What is required: Please copy every line of the listing below without any changes.
··· Material provided ···
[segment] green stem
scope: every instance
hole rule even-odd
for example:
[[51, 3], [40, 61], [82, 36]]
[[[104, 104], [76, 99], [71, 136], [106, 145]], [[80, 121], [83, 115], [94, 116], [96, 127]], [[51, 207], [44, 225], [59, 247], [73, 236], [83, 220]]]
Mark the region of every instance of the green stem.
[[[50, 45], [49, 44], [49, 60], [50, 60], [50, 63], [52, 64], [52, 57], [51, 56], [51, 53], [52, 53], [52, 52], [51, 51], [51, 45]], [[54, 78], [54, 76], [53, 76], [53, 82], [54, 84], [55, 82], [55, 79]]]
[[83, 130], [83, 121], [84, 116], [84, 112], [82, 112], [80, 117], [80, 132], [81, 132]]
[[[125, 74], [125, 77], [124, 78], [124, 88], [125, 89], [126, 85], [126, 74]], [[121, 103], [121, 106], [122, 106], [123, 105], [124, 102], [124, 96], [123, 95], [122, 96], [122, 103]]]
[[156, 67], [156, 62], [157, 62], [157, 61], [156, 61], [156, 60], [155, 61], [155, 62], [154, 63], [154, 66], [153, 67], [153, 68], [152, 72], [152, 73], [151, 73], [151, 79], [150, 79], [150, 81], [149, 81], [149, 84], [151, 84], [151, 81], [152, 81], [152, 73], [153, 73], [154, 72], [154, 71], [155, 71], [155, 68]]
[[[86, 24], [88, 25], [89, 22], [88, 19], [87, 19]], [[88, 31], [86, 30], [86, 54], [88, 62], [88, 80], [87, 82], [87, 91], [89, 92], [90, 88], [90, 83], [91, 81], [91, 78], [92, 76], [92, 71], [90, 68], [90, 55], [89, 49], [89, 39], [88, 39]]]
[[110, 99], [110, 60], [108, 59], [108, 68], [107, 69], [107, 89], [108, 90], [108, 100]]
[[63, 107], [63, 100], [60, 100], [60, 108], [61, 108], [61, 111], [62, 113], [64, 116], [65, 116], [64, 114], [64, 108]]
···
Response below:
[segment] green stem
scope: every instance
hole rule even-odd
for example:
[[51, 3], [40, 61], [82, 36]]
[[[104, 104], [76, 99], [71, 136], [106, 145]], [[80, 121], [83, 115], [94, 116], [96, 127]], [[51, 207], [44, 225], [59, 247], [73, 236], [83, 220]]]
Mark the region of every instance of the green stem.
[[[50, 45], [49, 44], [49, 60], [50, 60], [50, 63], [52, 64], [52, 57], [51, 56], [51, 53], [52, 53], [52, 52], [51, 51], [51, 45]], [[54, 78], [54, 76], [53, 76], [53, 82], [54, 84], [55, 82], [55, 79]]]
[[83, 130], [83, 121], [84, 116], [84, 112], [82, 112], [80, 117], [80, 132], [81, 132]]
[[[125, 74], [125, 77], [124, 78], [124, 88], [125, 89], [126, 85], [126, 74]], [[121, 103], [121, 106], [122, 106], [123, 105], [124, 102], [124, 96], [123, 95], [122, 96], [122, 103]]]
[[156, 67], [156, 62], [157, 62], [157, 61], [156, 61], [156, 60], [155, 61], [155, 62], [154, 63], [154, 66], [153, 67], [153, 68], [152, 72], [152, 73], [151, 73], [151, 79], [150, 79], [150, 81], [149, 81], [149, 84], [151, 84], [151, 81], [152, 81], [152, 73], [153, 73], [154, 72], [154, 71], [155, 71], [155, 68]]
[[[86, 24], [88, 25], [89, 22], [88, 19], [87, 19]], [[88, 31], [86, 30], [86, 54], [88, 62], [88, 80], [87, 82], [87, 91], [89, 92], [90, 88], [90, 83], [91, 81], [91, 78], [92, 76], [92, 71], [90, 68], [90, 55], [89, 49], [89, 39], [88, 39]]]
[[110, 99], [110, 60], [108, 59], [108, 68], [107, 69], [107, 89], [108, 90], [108, 100]]
[[63, 107], [63, 100], [60, 100], [60, 108], [61, 108], [61, 111], [62, 113], [64, 116], [65, 116], [64, 114], [64, 108]]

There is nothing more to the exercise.